February 15 - Key West, Florida
There's nothing exceptional about a boat rotting gently in a boatyard," writes Miki G. of the Santa Cruz based catamaran Miki G. which is currently in Key West, "until you discover that the owner is happily living aboard! The yard workers describe the Key West wreck in the accompanying photo as the boat with the 'flow-through air-conditioning'. Actually, the owner looked like a respectable dude, neatly dressed, who showered and disappeared to work each day in his pick-up.
"By Northern California standards, housing isn't excessively pricey, but by Florida standards, it's off the chart. So people actually live aboard their boats in the yard(!) at Peninsular Marine on Stock Island. The rates start at $8 a day with a $5 liveaboard fee. After a couple of months it goes up to $12 a day, for a liveaboard total of $17 a day. It's still tons cheaper than renting a room.
Photo Michael Beattie
"We saw several houseboats chocked up, as well as sailboats, which had been in the yard for years! But this one took the biscuit. Check out the shorepower cord snaking into the boat for evidence of a liveaboard."
February 15 - Pacific Ocean
Yesterday two PHRF divisions left on the 1,000-mile Marina del Rey to Puerto Vallarta Race. Today the 50s take off and tomorrow it's the big guys such as Phillipe Kahn's Andrews 70 Pegasus and Jake Wood's Mull 83 Sorcery. Including the cruising fleet - which started right after a rare Southern California hail storm back on February 9 - there's a total of 36 boats. For a guide to the race, check out February's Latitude 38. For daily standings, check out www.dryc.org.
February 15 - Pacific Ocean
"I had lunch yesterday with some cruiser friends of mine who told me a story of a cruising yacht that sank en route from the Galapagos to the Marquesas," writes George Backhus of the Deerfoot 62 Moonshadow currently in Australia. "They told me the boat that sank was Italian, and carried no liferaft, no EPIRB and no SSB radio. The story was that she developed a sudden crack in the hull and took on more water than could be pumped out. The crew were rescued by two nearby yachts. . . that happened to be listening on VHF 16 because they were, get this, playing a game of Trivial Pursuit over the radio. What luck! We're off cruising the New South Wales coast from Pittwater to Jarvis Bay."

*****

> _GIVEN INSTRUCTION_
Condense the sailing news briefs into three sentences, one for each dated item.

> _DATA_
*****

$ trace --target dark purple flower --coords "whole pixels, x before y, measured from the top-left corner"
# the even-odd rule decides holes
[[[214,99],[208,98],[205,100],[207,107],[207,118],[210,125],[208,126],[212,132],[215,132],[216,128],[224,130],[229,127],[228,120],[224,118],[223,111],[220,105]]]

*****

> _OUTPUT_
In Key West, people live aboard their boats in the yard at Peninsular Marine on Stock Island, where rates start at $8 a day plus a $5 liveaboard fee, which is still far cheaper than renting a room. The 1,000-mile Marina del Rey to Puerto Vallarta Race has a total of 36 boats, including a cruising fleet, with the PHRF divisions, the 50s and the big boats starting on successive days. George Backhus relays a story about an Italian cruising yacht that carried no liferaft, EPIRB or SSB radio and sank between the Galapagos and the Marquesas after a sudden hull crack; its crew was rescued by two nearby yachts that were listening on VHF 16 while playing Trivial Pursuit over the radio.